Extend the write-up on maximizing the total height of unique towers, picking up right after its last line of code.
--- Start of SOURCE TEXT ---
3301. Maximize the Total Height of Unique Towers

Description

You are given an array maximumHeight, where maximumHeight[i] denotes the maximum height the i^th tower can be assigned.

Your task is to assign a height to each tower so that:

The height of the i^th tower is a positive integer and does not exceed maximumHeight[i].
No two towers have the same height.

Return the maximum possible total sum of the tower heights. If it's not possible to assign heights, return -1.

Example 1:

Input: maximumHeight = [2,3,4,3]

Output: 10

Explanation:

We can assign heights in the following way: [1, 2, 4, 3].

Example 2:

Input: maximumHeight = [15,10]

Output: 25

Explanation:

We can assign heights in the following way: [15, 10].

Example 3:

Input: maximumHeight = [2,2,1]

Output: -1

Explanation:

It's impossible to assign positive heights to each index so that no two towers have the same height.

Constraints:

1 <= maximumHeight.length <= 10⁵
1 <= maximumHeight[i] <= 10⁹

Solutions

Solution 1: Sorting + Greedy

We can sort the maximum heights of the towers in descending order, then allocate the heights one by one starting from the maximum height. Use a variable $mx$ to record the current maximum allocated height.

If the current height $x$ is greater than $mx - 1$, update $x$ to $mx - 1$. If $x$ is less than or equal to $0$, it means the height cannot be allocated, and we directly return $-1$. Otherwise, we add $x$ to the answer and update $mx$ to $x$.

Finally, return the answer.

The time complexity is $O(n \times \log n)$, and the space complexity is $O(\log n)$. Here, $n$ is the length of the array $\textit{maximumHeight}$.

Python3JavaC++GoTypeScript

class Solution:
    def maximumTotalSum(self, maximumHeight: List[int]) -> int:
        maximumHeight.sort()
--- End of SOURCE TEXT ---
--- Start of DATA ROWS ---
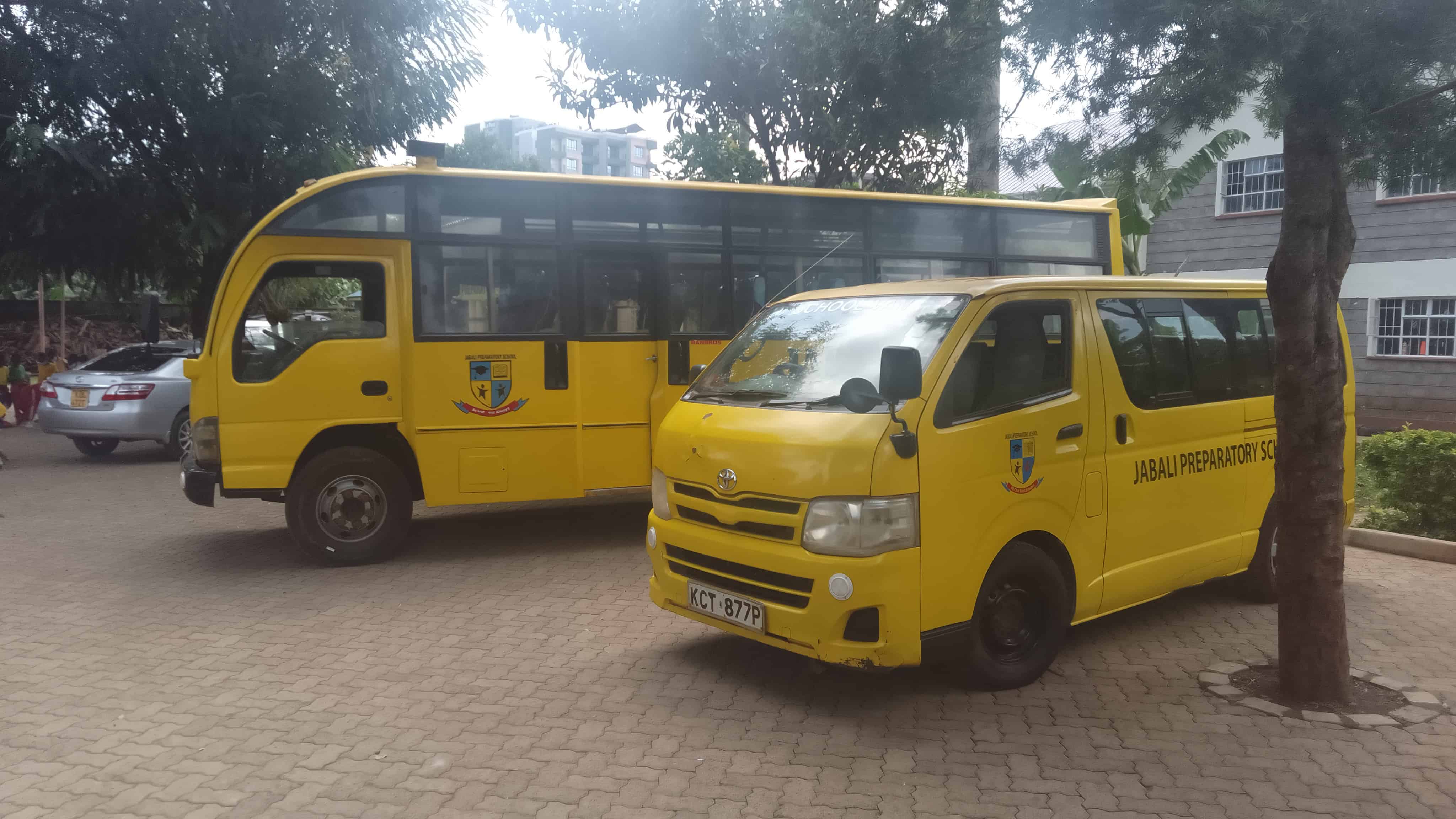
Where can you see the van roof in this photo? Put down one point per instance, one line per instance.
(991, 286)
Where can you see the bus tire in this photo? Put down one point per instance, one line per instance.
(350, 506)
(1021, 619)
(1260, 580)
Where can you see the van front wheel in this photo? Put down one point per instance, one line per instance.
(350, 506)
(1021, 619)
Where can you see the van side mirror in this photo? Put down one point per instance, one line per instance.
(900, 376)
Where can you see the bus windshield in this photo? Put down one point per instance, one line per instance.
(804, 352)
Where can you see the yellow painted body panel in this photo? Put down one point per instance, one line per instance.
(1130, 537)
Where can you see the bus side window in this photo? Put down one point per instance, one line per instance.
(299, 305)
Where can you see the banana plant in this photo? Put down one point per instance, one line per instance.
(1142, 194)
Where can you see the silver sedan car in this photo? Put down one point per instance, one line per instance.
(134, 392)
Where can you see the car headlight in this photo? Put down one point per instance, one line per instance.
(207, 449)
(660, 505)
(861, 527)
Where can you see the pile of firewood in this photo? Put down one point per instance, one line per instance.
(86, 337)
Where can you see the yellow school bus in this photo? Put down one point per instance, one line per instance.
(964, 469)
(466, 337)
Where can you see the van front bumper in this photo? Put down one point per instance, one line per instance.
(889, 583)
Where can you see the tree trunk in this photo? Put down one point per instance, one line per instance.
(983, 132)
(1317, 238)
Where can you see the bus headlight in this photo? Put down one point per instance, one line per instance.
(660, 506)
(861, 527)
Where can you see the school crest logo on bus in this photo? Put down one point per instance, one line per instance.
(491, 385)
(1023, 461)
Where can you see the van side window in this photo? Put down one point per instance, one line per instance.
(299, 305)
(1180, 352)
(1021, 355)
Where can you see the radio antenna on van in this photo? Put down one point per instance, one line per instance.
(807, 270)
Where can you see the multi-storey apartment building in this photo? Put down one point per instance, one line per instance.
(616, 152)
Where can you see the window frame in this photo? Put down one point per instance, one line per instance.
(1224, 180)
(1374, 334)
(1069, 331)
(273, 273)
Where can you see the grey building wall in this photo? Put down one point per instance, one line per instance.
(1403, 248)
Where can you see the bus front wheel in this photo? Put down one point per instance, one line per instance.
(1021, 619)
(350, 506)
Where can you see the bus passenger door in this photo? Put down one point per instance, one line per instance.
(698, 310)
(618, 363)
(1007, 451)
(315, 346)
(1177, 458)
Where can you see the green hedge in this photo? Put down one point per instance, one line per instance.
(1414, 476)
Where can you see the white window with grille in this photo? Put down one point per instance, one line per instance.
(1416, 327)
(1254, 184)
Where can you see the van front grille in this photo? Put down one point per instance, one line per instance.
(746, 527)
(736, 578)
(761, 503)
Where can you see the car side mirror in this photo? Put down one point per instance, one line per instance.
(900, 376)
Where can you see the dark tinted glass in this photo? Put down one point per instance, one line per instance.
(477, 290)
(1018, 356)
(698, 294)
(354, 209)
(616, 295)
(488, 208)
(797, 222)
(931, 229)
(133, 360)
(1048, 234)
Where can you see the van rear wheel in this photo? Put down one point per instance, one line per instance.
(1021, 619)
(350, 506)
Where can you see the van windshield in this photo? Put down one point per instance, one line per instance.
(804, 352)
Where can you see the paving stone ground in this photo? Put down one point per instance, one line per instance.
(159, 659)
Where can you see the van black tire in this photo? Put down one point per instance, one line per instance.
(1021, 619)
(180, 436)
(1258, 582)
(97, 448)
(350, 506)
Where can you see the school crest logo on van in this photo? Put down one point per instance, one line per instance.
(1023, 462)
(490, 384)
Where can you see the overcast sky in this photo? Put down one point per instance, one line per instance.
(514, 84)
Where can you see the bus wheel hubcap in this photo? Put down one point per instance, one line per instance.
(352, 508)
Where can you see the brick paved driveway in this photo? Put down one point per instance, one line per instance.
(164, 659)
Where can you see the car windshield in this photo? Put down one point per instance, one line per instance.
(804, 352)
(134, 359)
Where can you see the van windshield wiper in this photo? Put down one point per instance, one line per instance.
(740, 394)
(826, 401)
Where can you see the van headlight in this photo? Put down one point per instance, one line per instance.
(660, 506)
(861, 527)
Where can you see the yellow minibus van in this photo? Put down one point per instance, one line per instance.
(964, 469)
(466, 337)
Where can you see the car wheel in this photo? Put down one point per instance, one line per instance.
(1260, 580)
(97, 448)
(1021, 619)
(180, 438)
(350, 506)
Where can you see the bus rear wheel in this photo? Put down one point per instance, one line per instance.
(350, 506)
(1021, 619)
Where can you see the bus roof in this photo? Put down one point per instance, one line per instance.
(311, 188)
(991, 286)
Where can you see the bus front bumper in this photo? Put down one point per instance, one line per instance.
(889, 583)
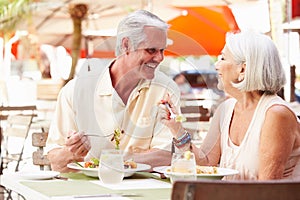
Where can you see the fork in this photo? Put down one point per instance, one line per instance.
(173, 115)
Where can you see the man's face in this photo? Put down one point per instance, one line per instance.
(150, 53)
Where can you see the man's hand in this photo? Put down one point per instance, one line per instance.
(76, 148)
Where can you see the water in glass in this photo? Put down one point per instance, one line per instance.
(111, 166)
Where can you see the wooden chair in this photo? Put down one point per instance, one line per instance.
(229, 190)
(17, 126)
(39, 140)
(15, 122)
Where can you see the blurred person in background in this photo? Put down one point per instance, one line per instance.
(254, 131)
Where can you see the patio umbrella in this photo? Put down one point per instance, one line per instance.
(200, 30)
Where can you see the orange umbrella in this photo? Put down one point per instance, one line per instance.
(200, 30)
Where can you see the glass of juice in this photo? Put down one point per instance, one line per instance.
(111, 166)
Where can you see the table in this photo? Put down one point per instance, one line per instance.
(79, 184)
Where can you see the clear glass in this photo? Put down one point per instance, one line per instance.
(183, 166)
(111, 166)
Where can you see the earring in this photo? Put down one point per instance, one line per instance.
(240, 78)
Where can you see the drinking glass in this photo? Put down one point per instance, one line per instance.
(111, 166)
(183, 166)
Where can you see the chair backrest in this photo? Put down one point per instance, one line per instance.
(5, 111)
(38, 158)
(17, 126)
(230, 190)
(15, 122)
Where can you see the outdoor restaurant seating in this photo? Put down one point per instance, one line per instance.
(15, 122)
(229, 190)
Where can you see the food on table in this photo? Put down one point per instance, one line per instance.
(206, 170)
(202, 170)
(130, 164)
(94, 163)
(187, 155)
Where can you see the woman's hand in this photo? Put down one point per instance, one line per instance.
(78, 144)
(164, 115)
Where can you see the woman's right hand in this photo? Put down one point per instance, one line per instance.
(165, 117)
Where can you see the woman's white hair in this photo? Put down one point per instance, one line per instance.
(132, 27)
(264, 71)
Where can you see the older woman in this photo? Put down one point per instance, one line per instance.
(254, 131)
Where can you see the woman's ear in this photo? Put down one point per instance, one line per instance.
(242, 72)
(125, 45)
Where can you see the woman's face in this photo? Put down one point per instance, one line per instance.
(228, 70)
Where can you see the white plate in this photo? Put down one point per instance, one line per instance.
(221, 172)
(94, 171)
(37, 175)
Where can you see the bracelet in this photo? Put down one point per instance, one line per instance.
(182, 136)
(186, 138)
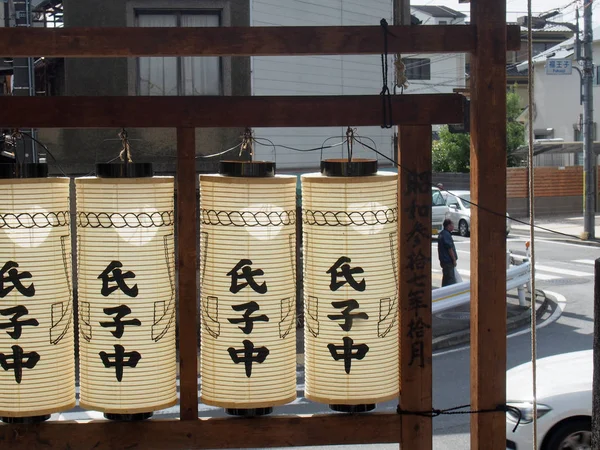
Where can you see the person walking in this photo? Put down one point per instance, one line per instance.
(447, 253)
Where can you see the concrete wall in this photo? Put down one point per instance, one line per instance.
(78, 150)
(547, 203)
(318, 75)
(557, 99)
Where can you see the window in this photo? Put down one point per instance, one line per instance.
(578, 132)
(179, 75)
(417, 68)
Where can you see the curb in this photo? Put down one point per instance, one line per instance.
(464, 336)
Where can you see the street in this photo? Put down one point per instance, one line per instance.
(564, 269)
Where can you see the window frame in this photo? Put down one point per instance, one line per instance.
--- End of DATA ROWS ---
◆ ANSWER FOR THIS EXERCISE:
        ans, mx = 0, inf
        for x in maximumHeight[::-1]:
            x = min(x, mx - 1)
            if x <= 0:
                return -1
            ans += x
            mx = x
        return ans

class Solution {
    public long maximumTotalSum(int[] maximumHeight) {
        long ans = 0;
        int mx = 1 << 30;
        Arrays.sort(maximumHeight);
        for (int i = maximumHeight.length - 1; i >= 0; --i) {
            int x = Math.min(maximumHeight[i], mx - 1);
            if (x <= 0) {
                return -1;
            }
            ans += x;
            mx = x;
        }
        return ans;
    }
}

class Solution {
public:
    long long maximumTotalSum(vector<int>& maximumHeight) {
        ranges::sort(maximumHeight, greater<int>());
        long long ans = 0;
        int mx = 1 << 30;
        for (int x : maximumHeight) {
            x = min(x, mx - 1);
            if (x <= 0) {
                return -1;
            }
            ans += x;
            mx = x;
        }
        return ans;
    }
};

func maximumTotalSum(maximumHeight []int) int64 {
    slices.SortFunc(maximumHeight, func(a, b int) int { return b - a })
    ans := int64(0)
    mx := 1 << 30
    for _, x := range maximumHeight {
        x = min(x, mx-1)
        if x <= 0 {
            return -1
        }
        ans += int64(x)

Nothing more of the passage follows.